Location identification items:
# # # # #
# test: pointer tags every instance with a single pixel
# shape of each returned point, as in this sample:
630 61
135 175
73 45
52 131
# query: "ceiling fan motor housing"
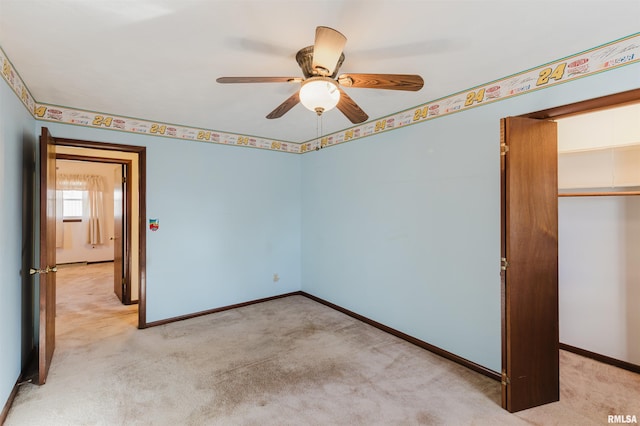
304 57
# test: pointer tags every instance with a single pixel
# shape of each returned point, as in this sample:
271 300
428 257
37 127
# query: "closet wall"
599 232
75 247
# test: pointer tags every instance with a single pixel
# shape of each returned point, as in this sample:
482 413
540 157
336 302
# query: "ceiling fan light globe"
319 93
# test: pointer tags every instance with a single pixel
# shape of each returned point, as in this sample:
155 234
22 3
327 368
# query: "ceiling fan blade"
409 82
350 109
258 80
327 49
284 107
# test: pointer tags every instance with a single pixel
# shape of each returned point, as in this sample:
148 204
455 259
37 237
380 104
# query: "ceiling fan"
320 88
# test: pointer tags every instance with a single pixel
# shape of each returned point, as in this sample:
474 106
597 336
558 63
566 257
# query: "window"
72 205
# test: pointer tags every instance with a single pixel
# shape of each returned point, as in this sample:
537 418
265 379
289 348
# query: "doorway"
527 381
95 213
50 149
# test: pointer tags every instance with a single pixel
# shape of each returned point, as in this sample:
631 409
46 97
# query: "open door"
529 178
47 267
119 233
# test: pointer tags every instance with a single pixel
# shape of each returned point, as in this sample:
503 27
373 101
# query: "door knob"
46 270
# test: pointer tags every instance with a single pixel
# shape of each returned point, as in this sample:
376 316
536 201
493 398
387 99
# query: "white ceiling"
158 59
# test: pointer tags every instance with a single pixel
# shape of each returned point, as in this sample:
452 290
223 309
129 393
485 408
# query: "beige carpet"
290 361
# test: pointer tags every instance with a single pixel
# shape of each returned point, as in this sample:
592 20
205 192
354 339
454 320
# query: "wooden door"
530 357
47 266
118 235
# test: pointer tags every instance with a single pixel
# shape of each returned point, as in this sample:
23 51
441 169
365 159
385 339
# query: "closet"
599 232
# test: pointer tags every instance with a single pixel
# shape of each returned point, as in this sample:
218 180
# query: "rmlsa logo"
619 418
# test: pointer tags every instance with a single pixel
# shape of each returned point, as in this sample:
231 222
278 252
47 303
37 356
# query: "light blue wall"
17 146
403 227
229 220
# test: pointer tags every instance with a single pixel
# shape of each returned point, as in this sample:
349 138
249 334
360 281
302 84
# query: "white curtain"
93 206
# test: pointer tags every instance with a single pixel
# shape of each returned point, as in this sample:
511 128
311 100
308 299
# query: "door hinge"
504 264
505 379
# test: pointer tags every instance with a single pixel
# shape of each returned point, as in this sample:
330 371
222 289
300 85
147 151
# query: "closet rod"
598 194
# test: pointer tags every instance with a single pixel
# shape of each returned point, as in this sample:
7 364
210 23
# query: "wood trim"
# # # # #
* **Directions for this task**
Every line of the material is to be quoted exactly, with no pictures carried over.

* **Solution for this problem**
# test: pointer tags every instance with a single pixel
# shape of each returned point, as in this sample:
630 61
135 175
73 45
52 131
# query: "ceiling fan motor housing"
304 57
# test: pointer tags every instance with a single pixel
# shape of each returned point, as in this sample:
271 300
428 257
37 127
# query: "closet wall"
599 232
75 247
# test: pointer tags every instance with a single pixel
# shape of each returned point, as in this sample:
482 413
540 157
336 302
# query: "ceiling fan light globe"
319 93
# test: pointer tags every instance with a single pixel
# shape of each returned point, as in this sample:
155 234
22 3
327 368
# query: "ceiling fan blade"
409 82
350 109
258 80
327 49
284 107
# test: pointer tags every instance with a single pixel
# shape of each returned point, as in this sample:
148 204
455 259
37 237
380 104
# query: "ceiling fan"
320 88
# test: pointer tags every instance with a single pixel
# shape of each returned point, as in this sample:
474 106
597 336
558 63
566 257
# query: "window"
72 205
# test: pointer tags every instance with a single pixel
# shape of each returned point, as in this sample:
537 418
265 379
289 348
# query: "doorway"
527 381
95 213
50 149
# test: pointer tags every instance with a single pixel
# shape of each returned point, as in this sample:
631 409
46 97
# query: "open door"
529 178
47 267
119 233
# test: pointer tags every instance with a single pixel
# shape of each returned point, as in this sample:
503 27
373 101
# query: "door knob"
46 270
# test: pointer tags every instance with a single pixel
# shape of each returned point, as in this sample:
376 316
536 201
493 398
387 99
# query: "white ceiling"
158 59
# test: pointer tags every instance with a single pixel
# shape of each returned point, as in this sample:
452 290
223 309
129 393
485 408
# query: "beige carpet"
290 361
# test: pointer tags every instance with a single pixel
# shape of each returned point, as in this sample:
592 20
205 192
354 339
454 320
# query: "wooden door"
530 357
47 266
118 235
# test: pointer tags every instance with a single pixel
# shape of each returned point, as in this sample:
23 51
441 169
365 159
385 339
# query: "closet"
599 232
# test: pointer tags every instance with a single pixel
# shape of each returned point, as in this sample:
218 180
# query: "rmlsa logo"
619 418
# test: pointer tags every instance with a single pixel
# shape of each returned point, as in this sample:
231 222
278 252
47 303
37 356
# query: "light blue wall"
17 146
403 227
229 220
# test: pointer tags every instance with a single pixel
# shape of each returned point, as in this sample:
349 138
249 334
360 281
302 84
# query: "white curtain"
93 206
# test: pointer tags every instance with a single pixel
# shape of each returned point, as in this sample:
511 128
311 100
308 299
# query: "door hinge"
504 264
505 379
# test: pointer tags every instance with a single pixel
# shape of each returned point, as in this sample:
330 371
222 289
300 85
147 151
# query: "closet rod"
598 194
# test: pointer tags every instance with a single pixel
# shape of each returned point, as in this sample:
7 364
210 23
# query: "wood trim"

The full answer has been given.